- _Objective_
Write out the data below word for word, omitting the pictures.

• • • • • • •

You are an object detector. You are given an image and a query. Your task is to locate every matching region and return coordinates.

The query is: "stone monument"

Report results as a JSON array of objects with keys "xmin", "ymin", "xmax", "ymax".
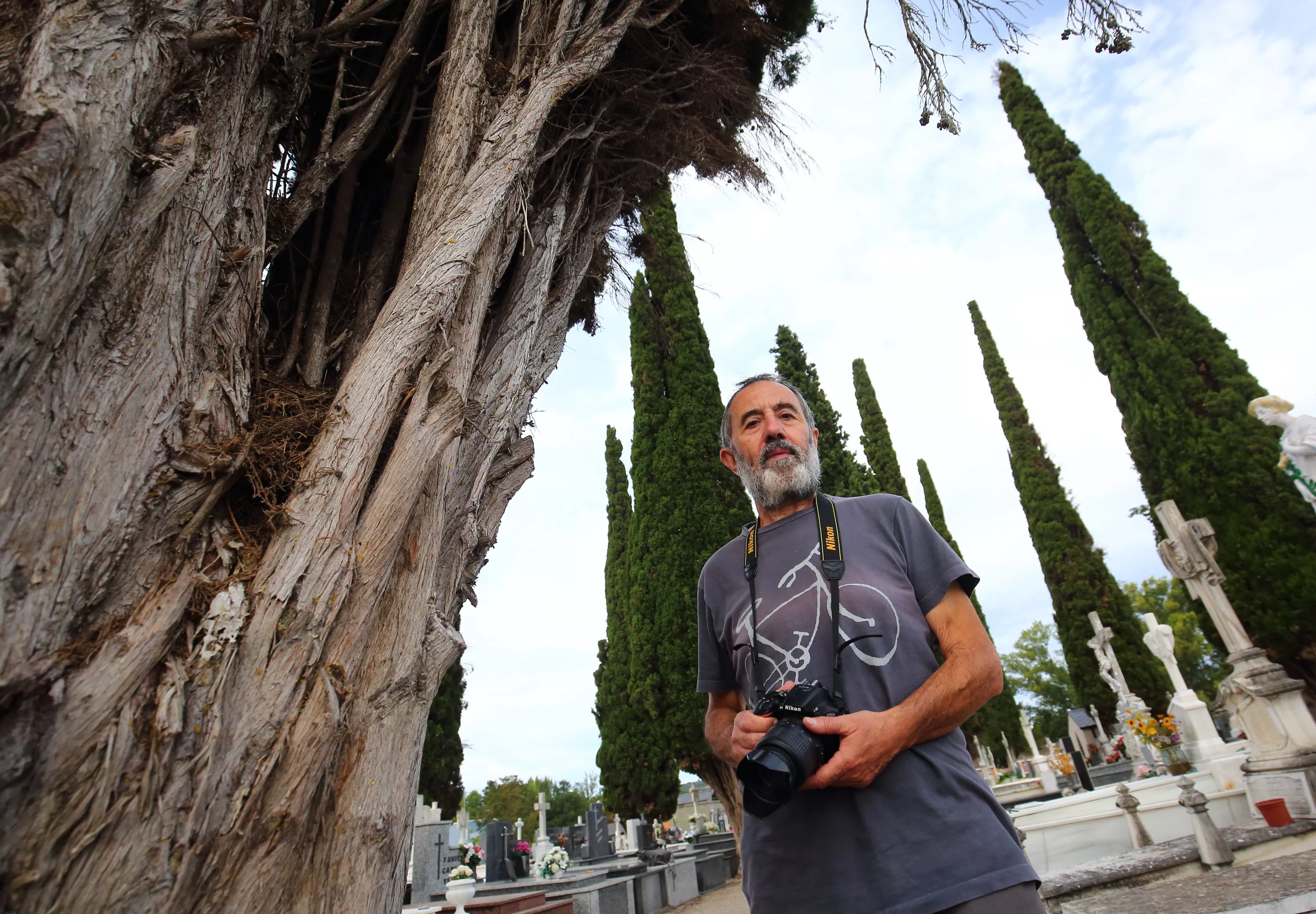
[
  {"xmin": 412, "ymin": 796, "xmax": 458, "ymax": 902},
  {"xmin": 1087, "ymin": 611, "xmax": 1158, "ymax": 765},
  {"xmin": 1142, "ymin": 613, "xmax": 1231, "ymax": 762},
  {"xmin": 584, "ymin": 802, "xmax": 613, "ymax": 860},
  {"xmin": 533, "ymin": 793, "xmax": 553, "ymax": 863},
  {"xmin": 1018, "ymin": 708, "xmax": 1061, "ymax": 793},
  {"xmin": 1248, "ymin": 396, "xmax": 1316, "ymax": 518},
  {"xmin": 1155, "ymin": 501, "xmax": 1316, "ymax": 818},
  {"xmin": 484, "ymin": 819, "xmax": 516, "ymax": 882}
]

• • • • • • •

- _Expected answer_
You are an object detector. You are given an image and a query. Your task is to locate every matching region and return coordinates.

The query is: "stone monument"

Report results as a JSON array of objects with keys "xmin", "ymin", "xmax", "ymax".
[
  {"xmin": 412, "ymin": 796, "xmax": 458, "ymax": 902},
  {"xmin": 1087, "ymin": 611, "xmax": 1158, "ymax": 765},
  {"xmin": 1142, "ymin": 613, "xmax": 1231, "ymax": 762},
  {"xmin": 584, "ymin": 802, "xmax": 613, "ymax": 860},
  {"xmin": 533, "ymin": 793, "xmax": 553, "ymax": 863},
  {"xmin": 1018, "ymin": 708, "xmax": 1061, "ymax": 793},
  {"xmin": 1248, "ymin": 396, "xmax": 1316, "ymax": 518},
  {"xmin": 1155, "ymin": 501, "xmax": 1316, "ymax": 818},
  {"xmin": 484, "ymin": 819, "xmax": 516, "ymax": 882}
]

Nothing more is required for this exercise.